The task: Could you give the data below again, exactly and completely?

## Begin Data records

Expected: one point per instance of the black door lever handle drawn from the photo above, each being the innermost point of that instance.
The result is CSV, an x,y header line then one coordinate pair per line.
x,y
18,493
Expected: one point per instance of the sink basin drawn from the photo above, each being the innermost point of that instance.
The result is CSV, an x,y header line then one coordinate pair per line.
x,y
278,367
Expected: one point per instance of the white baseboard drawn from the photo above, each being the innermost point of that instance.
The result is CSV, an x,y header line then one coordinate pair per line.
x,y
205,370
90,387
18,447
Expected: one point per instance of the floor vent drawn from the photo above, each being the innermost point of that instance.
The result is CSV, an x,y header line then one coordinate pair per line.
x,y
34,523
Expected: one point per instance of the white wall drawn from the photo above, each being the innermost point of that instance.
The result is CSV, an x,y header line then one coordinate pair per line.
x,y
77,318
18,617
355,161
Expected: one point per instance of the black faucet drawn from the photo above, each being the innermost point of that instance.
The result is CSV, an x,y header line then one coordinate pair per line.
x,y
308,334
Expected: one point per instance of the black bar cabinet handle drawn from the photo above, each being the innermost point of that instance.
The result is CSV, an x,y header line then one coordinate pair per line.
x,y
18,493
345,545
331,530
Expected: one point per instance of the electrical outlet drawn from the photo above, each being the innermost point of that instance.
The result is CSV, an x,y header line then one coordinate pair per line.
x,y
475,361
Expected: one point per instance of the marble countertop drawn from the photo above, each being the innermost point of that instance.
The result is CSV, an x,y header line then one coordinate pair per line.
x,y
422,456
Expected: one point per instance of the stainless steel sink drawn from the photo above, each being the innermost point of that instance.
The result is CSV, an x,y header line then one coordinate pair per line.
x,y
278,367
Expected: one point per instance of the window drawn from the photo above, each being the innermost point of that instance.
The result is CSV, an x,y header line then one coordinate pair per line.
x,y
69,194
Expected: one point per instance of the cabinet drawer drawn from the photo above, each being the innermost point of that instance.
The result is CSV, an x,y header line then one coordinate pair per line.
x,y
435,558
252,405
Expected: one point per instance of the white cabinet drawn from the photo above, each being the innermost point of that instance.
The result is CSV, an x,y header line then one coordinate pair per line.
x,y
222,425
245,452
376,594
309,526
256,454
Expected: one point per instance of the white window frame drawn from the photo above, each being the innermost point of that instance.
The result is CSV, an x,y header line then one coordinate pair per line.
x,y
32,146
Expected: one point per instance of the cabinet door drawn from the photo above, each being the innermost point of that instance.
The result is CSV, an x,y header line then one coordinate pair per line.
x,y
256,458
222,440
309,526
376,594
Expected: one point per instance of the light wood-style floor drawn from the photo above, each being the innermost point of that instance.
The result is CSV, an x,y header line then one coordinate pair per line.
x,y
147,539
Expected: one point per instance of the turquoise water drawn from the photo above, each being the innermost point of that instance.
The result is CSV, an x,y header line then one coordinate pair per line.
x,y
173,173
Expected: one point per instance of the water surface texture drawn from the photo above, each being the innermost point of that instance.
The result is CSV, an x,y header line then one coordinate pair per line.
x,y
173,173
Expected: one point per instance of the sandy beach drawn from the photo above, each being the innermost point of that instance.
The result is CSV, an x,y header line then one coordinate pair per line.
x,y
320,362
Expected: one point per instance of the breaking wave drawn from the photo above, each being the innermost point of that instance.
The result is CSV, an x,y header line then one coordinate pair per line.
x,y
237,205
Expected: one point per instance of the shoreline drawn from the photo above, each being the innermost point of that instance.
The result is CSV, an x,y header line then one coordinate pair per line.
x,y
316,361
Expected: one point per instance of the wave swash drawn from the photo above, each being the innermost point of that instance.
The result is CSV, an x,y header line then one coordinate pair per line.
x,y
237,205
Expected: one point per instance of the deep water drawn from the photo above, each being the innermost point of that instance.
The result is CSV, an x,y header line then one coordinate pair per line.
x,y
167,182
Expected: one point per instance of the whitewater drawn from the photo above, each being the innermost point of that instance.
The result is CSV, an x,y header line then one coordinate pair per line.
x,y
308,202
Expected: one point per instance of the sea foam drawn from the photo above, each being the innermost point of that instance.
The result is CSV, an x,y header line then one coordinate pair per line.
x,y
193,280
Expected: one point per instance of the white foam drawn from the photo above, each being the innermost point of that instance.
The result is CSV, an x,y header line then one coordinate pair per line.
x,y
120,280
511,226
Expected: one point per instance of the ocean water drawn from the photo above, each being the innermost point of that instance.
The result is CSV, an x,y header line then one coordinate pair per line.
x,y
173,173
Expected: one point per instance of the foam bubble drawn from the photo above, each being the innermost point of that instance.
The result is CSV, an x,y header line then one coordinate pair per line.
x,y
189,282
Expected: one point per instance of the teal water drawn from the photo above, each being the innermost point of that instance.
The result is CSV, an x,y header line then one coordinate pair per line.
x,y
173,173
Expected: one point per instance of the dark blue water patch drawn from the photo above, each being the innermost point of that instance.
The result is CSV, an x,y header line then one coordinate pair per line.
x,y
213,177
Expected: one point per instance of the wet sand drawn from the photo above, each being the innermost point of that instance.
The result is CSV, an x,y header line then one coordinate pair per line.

## End Data records

Solution for this problem:
Expected: one point per instance of the black door lever handle drawn from the photo above, each being the innermost point of that instance.
The result is CSV, an x,y header line then one coordinate pair per line.
x,y
18,493
Expected: one point per instance of the sink basin drawn from the photo above, each being the innermost point of that instance.
The result is CSV, an x,y header line then one coordinate pair per line.
x,y
278,367
Expected: one point per instance of the white baseboard drawn from the photo above, each being the innermost point of that instance.
The result is CSV, an x,y header line then one coordinate pair per line.
x,y
205,370
90,387
18,447
Expected: one point per instance of the floor vent drawn from the photo above, each being the innermost point of that instance.
The result is CSV, an x,y header line then one coordinate pair per line.
x,y
34,523
Expected: one point per instance of the white wall drawn from the photo above, each being the innermost point of that instance.
The result is CSV, an x,y header line then one coordinate pair per line.
x,y
77,318
18,617
355,161
Expected: one point per instance of the black faucet drawn from the photo above, each being the innermost point of that instance.
The result is CSV, an x,y header line then one coordinate pair per line.
x,y
308,334
Expected: one point per instance of the black bar cabinet handle drawn from the photo above, each being the innermost point of that instance.
The result is CSV, an x,y header line then one coordinate pair per line.
x,y
18,493
345,545
331,530
Expected: one point per instance of the electrical outlet drawn from the photo above, each being the innermost point of that instance.
The result is CSV, an x,y header line then one coordinate pair per line.
x,y
475,361
Expected: one point per instance of the marble countertop drawn from the photo above, each being the innermost point of that instance.
The result is CSV, an x,y header line then one coordinate pair per line.
x,y
422,456
Expected: one point per instance of the stainless steel sink drawn from the photo above, each being the innermost point of that instance.
The result is CSV, an x,y header line then one coordinate pair per line.
x,y
278,367
Expected: one point per instance of the window drawn from the photo above, each being the innermost point of that instance.
The result is CSV, an x,y header line then one coordinate pair per line.
x,y
69,194
Expected: one point per instance of the cabinet drawer drawn from the photo above, each being the innermost point of that instance.
The result is CSV, an x,y header line then one coordinate pair per line.
x,y
435,558
252,405
Expected: one point per instance of the white cabinet drawn from the photo above, each being the innermost point of that instance.
The result is CSV, an x,y header line then one coordinate pair per line.
x,y
222,425
245,452
376,594
309,526
256,454
Expected: one point per instance of the white window frame drawn from the photo above, each being the innermost point of that instance.
The result is CSV, an x,y header line then one coordinate pair per line.
x,y
32,146
Expected: one point per instance of the cabinet door drawn from the photo above, each being the innermost point of that instance.
The result is CSV, an x,y header line then one coordinate pair per line.
x,y
256,458
222,440
309,526
376,594
Expected: one point per instance of the light wood-style floor drawn from the photo above, each being the innermost point of that instance.
The result is CSV, an x,y header line then one coordinate pair per line.
x,y
147,539
Expected: one point per instance of the turquoise water drawn from the photo above, each being the innermost point of that instance.
The result is CSV, an x,y header line then one coordinate pair per line.
x,y
173,173
Expected: one point per instance of the water surface texture drawn from the photo above, each being the innermost point of that instance.
The result is CSV, an x,y header line then one coordinate pair per line.
x,y
173,173
Expected: one point per instance of the sandy beach drawn from the photo above, each being the innermost point of that instance.
The result is CSV, an x,y header line then one coordinate pair per line.
x,y
320,362
Expected: one point per instance of the breaking wave drawn from the photo above, each being the innermost point of that instance.
The result is CSV, an x,y header line then one coordinate pair per line.
x,y
237,205
Expected: one point per instance of the shoreline drawn from the photo above, each being the innermost point of that instance.
The result is CSV, an x,y header line then one coordinate pair per line.
x,y
316,361
Expected: one point per instance of the wave swash drawn from the photo above, each being the innermost point of that instance.
The result is CSV, an x,y header line then one coordinate pair per line.
x,y
237,205
Expected: one point per instance of the deep water drawn from the photo above, each being the innermost point of that instance.
The result is CSV, an x,y header line then one coordinate pair per line.
x,y
167,182
Expected: one point per instance of the whitewater drawn from the photo above, each being the innermost point of that instance.
The result is CSV, an x,y header line then one coordinate pair per line.
x,y
308,202
Expected: one point per instance of the sea foam drawn from the photo above, each being the innermost point of that instance.
The result is CSV, an x,y header line then one coordinate pair per line.
x,y
193,280
Expected: one point per instance of the white foam drawn from the photo above, each being the innermost point of that instance.
The result is CSV, an x,y header line then one coordinate pair per line.
x,y
120,280
511,226
Expected: one point per instance of the ocean water drawn from the photo above, each being the innermost point of that instance.
The result is CSV, an x,y header line then one coordinate pair per line.
x,y
173,173
Expected: one point per instance of the foam bubble drawn from the photo above, each being the innermost point of that instance.
The result is CSV, an x,y header line then one coordinate pair per line.
x,y
189,282
Expected: one point per instance of the teal water drawn from the photo above, each being the innermost point of that instance.
The result is CSV, an x,y header line then one coordinate pair per line.
x,y
173,173
Expected: one point per instance of the dark blue water patch drawn from the photo above, each being the innermost point of that instance.
The result is CSV, an x,y header line then one coordinate pair per line.
x,y
213,177
Expected: one point per instance of the wet sand drawn from the photo above, each being the innermost point of that instance.
The result is CSV, an x,y header line then one coordinate pair per line.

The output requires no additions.